* BEGIN Supplied information *

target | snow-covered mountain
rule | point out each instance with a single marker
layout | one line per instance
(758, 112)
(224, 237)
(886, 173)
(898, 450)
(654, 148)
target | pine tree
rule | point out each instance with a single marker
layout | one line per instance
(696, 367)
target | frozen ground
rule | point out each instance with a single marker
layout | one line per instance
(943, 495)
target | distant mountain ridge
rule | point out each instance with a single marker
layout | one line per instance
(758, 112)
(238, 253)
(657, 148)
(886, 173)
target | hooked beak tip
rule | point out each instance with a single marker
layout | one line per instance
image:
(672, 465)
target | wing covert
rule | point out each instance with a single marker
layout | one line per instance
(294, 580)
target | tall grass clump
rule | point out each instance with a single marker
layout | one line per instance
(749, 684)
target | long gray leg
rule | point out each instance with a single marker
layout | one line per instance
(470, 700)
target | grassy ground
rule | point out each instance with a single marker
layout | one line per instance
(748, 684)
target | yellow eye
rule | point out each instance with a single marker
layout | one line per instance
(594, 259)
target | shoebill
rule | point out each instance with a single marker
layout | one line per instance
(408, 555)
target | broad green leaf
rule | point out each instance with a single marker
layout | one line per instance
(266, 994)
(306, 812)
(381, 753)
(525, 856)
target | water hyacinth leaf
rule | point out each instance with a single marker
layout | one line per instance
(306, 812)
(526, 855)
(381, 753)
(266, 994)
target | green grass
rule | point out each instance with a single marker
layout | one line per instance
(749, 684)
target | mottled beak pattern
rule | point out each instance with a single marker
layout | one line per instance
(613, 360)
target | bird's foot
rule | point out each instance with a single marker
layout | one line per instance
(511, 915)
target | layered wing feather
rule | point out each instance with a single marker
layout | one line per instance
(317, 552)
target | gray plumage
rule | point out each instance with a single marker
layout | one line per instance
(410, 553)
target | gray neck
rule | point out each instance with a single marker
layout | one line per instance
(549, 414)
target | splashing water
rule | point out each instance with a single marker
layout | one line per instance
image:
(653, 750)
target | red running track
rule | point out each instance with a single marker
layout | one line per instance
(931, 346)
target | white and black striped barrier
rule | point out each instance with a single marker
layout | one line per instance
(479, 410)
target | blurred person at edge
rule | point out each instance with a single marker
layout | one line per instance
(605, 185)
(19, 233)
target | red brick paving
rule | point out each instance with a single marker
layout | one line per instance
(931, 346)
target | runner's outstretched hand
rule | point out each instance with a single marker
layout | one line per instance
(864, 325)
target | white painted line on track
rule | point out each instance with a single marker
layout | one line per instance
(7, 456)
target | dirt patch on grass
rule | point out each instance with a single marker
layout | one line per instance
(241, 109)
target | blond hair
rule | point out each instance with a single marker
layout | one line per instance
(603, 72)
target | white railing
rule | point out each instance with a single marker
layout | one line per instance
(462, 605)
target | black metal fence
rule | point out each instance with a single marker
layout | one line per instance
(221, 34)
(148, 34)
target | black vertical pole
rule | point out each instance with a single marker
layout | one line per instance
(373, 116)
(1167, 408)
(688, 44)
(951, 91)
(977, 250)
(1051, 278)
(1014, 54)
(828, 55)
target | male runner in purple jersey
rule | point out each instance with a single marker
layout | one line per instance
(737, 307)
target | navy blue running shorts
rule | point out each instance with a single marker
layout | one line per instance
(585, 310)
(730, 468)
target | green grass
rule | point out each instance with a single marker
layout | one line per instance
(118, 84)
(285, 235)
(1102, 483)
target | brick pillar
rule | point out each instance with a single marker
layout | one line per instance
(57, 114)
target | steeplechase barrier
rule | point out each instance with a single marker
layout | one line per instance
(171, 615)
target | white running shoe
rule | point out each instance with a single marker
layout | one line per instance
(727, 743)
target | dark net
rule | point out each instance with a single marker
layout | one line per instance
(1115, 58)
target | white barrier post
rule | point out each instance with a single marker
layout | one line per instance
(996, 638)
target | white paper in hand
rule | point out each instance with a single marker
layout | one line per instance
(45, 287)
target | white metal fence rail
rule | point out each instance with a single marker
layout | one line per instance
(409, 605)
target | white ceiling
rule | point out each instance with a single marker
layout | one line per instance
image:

* END Supplied information *

**What to produce:**
Extract the entries above verbatim.

**Reply:**
target | snow-covered mountain
rule | point out each instance with a single marker
layout | one line per instance
(758, 112)
(224, 237)
(886, 173)
(898, 450)
(654, 148)
target | pine tree
rule | point out each instance with a single marker
layout | one line per instance
(696, 367)
target | frozen ground
rule | point out each instance with a single marker
layout | one line per instance
(943, 495)
target | distant mountain ridge
rule | point out each instance with a single marker
layout | one line per instance
(758, 112)
(238, 253)
(657, 148)
(886, 173)
target | hooked beak tip
rule | point out each instance with a single marker
layout | one line per instance
image:
(672, 465)
target | wing covert
rule | point out each instance with a single marker
layout | one line per instance
(294, 580)
target | tall grass clump
rule | point out each instance with a single marker
layout | one line per instance
(749, 684)
target | long gray leg
rule | point out each instance with a single marker
layout | one line per instance
(470, 700)
target | grassy ground
rule | point out each instance with a single marker
layout | one line per instance
(748, 684)
target | yellow eye
rule | point out each instance with a single marker
layout | one line per instance
(594, 259)
target | shoebill
rule | point out each instance with a single marker
layout | one line per instance
(408, 555)
target | broad green leaf
rule | point out each instance with a single marker
layout | one line per instance
(266, 994)
(306, 812)
(381, 753)
(525, 856)
target | water hyacinth leaf
rule | point out each instance with a single marker
layout | one line per instance
(306, 812)
(526, 855)
(381, 753)
(266, 994)
target | green grass
rule | point out each instance with a single marker
layout | one line per instance
(749, 684)
target | mottled beak pattern
rule | point out each instance with a single marker
layout | one line per instance
(613, 360)
target | bird's foot
rule | point out each instance with a single marker
layout | one line per instance
(511, 915)
target | layered wing feather
rule | point out each instance with a single marker
layout | one line per instance
(317, 552)
target | gray plumage
rule | point out each instance with a single marker
layout | one line per instance
(410, 553)
target | gray neck
rule | point out each instance with a single marker
layout | one line per instance
(549, 414)
target | splashing water
rule | point out each instance with a single marker
layout | one line per instance
image:
(653, 750)
target | red running track
rule | point out each instance with a single marker
layout | one line per instance
(931, 346)
target | white and black striped barrier
rule | point out each instance with a single marker
layout | one line per instance
(479, 410)
target | blurred person at edge
rule | point out each instance with a single marker
layout | one line per instance
(605, 185)
(19, 233)
target | red brick paving
rule | point out each instance with a single marker
layout | one line per instance
(931, 346)
target | runner's outstretched hand
rule | point out each instance with a single marker
layout | one line per instance
(864, 325)
target | white painted line on track
rule | point out each instance with a single marker
layout | one line per instance
(7, 456)
target | dirt patch on grass
rule | point out each instance with a single marker
layout | one line per instance
(241, 109)
target | blond hair
rule | point out each instance with a single marker
layout | one line per instance
(603, 72)
target | white railing
rule | point out each instance with a single marker
layout | one line per instance
(462, 605)
target | black metal fence
rule | point out each instance with a single marker
layout | one line per instance
(221, 34)
(148, 34)
target | black vertical pole
rule | point out each instance with a single marker
layout | one line per instance
(373, 116)
(1167, 408)
(688, 44)
(951, 91)
(977, 250)
(1051, 278)
(1014, 54)
(828, 55)
target | male runner in purple jersey
rule | point out each instance with a single marker
layout | one line per instance
(737, 307)
target | navy blue running shorts
rule | point out each instance with a single marker
layout | one line per instance
(585, 310)
(730, 468)
target | green grass
rule | point out each instance with a single marker
layout | one line per instance
(118, 84)
(285, 235)
(1102, 483)
target | brick pillar
rule | point out each instance with a single marker
layout | one line per instance
(57, 114)
target | steeplechase barrier
rule | point out each instance with a single marker
layout | one line per instance
(171, 615)
target | white running shoe
rule | point out each instance with a single marker
layout | one line per instance
(727, 743)
target | dark net
rule | point out each instance with a single marker
layout | one line per instance
(1115, 58)
target | white barrier post
rule | point out each instance with a single marker
layout | one line per instance
(996, 638)
target | white paper in hand
rule | point out each instance with a single marker
layout | one line per instance
(45, 287)
target | white metal fence rail
rule | point out each instance with a single marker
layout | one line per instance
(409, 605)
target | white ceiling
rule | point out each instance with a single marker
layout | one line per instance
image:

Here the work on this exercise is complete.